掲載文
━━━━━━━━━━━━━━━━
【建設業許可】法人成りと同時に許可は取得できる?取得に必要な要件も徹底解説!
【建設業許可】法人成りと同時に許可は取得できる?取得に必要な要件も徹底解説!

現在、個人事業主として建設業を営んでいらっしゃる皆様、事業のさらなる拡大を見据え、「法人成り」を検討されていることと思います。法人化は、社会的信用力の獲得、金融機関からの融資の受けやすさ、税制上のメリットなど、多くの点で事業に好影響をもたらします。
そして、この法人成りという大きなターニングポイントと同時に、建設業許可の取得を目指すのは、事業を次のステージへ引き上げるための最適な戦略です。許可を取得すれば、請負金額500万円以上の工事も受注可能となり、事業成長の機会が格段に広がります。
「法人設立と同時に、建設業許可もスムーズに取得できるのだろうか?」
結論から申し上げますと、個人事業主時代の経験を適切に活用すれば、法人設立直後に建設業許可を取得することは十分可能です。
この記事では、個人事業主から法人成りする事業者が建設業許可をスムーズに取得するためにクリアすべき必須要件と、個人時代の経験を法人に引き継ぐ方法について、専門家が徹底的に解説します。ご参考にしていただけると幸いです。
目次
090-9451-9906(担当:茂木)
1|建設業許可の6大要件:法人成りで注目すべきポイント

建設業許可を取得するためには、大きく分けて6つの要件をすべてクリアする必要があります。法人成りという組織変更のタイミングで、これらを一気に整備することが成功の鍵です。
建設業許可 6大要件
- 経営業務の管理責任者(経管)の配置
- 営業所技術者(旧専任技術者)の配置
- 誠実性
- 財産的基礎(資金力)
- 欠格要件に該当しないこと
- 適切な社会保険に加入していること
これらの要件の中でも、特に法人成り直後の事業者が証明に手間取るのが「経管」と「営業所技術者」です。
━━━━━━━━━━━━━━━━
提供データ
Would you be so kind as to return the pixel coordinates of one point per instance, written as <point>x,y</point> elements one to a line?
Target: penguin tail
━━━━━━━━━━━━━━━━
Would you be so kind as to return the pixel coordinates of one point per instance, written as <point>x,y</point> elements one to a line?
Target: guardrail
━━━━━━━━━━━━━━━━
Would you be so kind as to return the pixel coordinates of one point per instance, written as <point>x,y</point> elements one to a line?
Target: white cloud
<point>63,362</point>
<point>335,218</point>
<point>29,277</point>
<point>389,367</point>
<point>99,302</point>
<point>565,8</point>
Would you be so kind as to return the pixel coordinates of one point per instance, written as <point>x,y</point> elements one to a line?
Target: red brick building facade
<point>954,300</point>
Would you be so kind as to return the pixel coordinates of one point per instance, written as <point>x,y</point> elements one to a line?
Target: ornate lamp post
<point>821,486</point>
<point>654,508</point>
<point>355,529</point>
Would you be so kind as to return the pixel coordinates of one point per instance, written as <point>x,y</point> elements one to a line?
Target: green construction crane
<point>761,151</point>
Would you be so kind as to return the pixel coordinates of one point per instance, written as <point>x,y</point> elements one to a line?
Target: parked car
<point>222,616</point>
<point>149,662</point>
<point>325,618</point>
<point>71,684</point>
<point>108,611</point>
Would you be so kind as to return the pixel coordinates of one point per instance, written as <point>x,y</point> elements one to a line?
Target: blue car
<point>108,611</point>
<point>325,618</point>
━━━━━━━━━━━━━━━━
課題一覧
[A] 建設業許可に関する記事を、「そして、この法人成りという大」を含む箇所から始めて「090-9451-9906(担当:茂木)」の後で終える範囲で改め、「法人成り」を「法人化」に置き換えてください。
[B] 建設業許可に関する記事の続きを、最後の文の後から書き進めてください。
提示した行は、建設業許可に関する記事とは関係がありません。

解答
[A]
そして、この法人化という大きなターニングポイントと同時に、建設業許可の取得を目指すのは、事業を次のステージへ引き上げるための最適な戦略です。許可を取得すれば、請負金額500万円以上の工事も受注可能となり、事業成長の機会が格段に広がります。
「法人設立と同時に、建設業許可もスムーズに取得できるのだろうか?」
結論から申し上げますと、個人事業主時代の経験を適切に活用すれば、法人設立直後に建設業許可を取得することは十分可能です。
この記事では、個人事業主から法人化する事業者が建設業許可をスムーズに取得するためにクリアすべき必須要件と、個人時代の経験を法人に引き継ぐ方法について、専門家が徹底的に解説します。ご参考にしていただけると幸いです。
目次
090-9451-9906(担当:茂木)

[B]
初めて建設業許可を取得する場合は、一般建設業であることがほとんどだと思いますので、今回は一般建設業で解説します。
関連記事:特定建設業許可と一般建設業許可の違いを解説!最適な許可はどっち?
2|必須要件①:経営業務の管理責任者(経管)の要件

経管は、建設業の経営面を適切に遂行できるだけの経験と能力を持つ人物を指します。後述する営業所技術者とこの経管は、人に関する要件(人的要件)と呼ばれ、経験があることの証明も必要になります。6つの要件の中で、この人的要件が最も難関と言えるでしょう。
「5年以上の経営経験」のクリア方法
新設法人は経営実績がないため、以下のいずれかの方法で要件をクリアする必要があります。
方法1:個人事業主の経験を活用する(最も一般的)
個人事業主として建設業に関し、5年以上にわたり事業を経営した経験を持つ者が、新設法人の常勤役員(代表取締役など)に就任すること。
- 活用できる経験:個人事業主時代の建設業の経営期間が、新法人の経管としての経営経験として証明することが可能です。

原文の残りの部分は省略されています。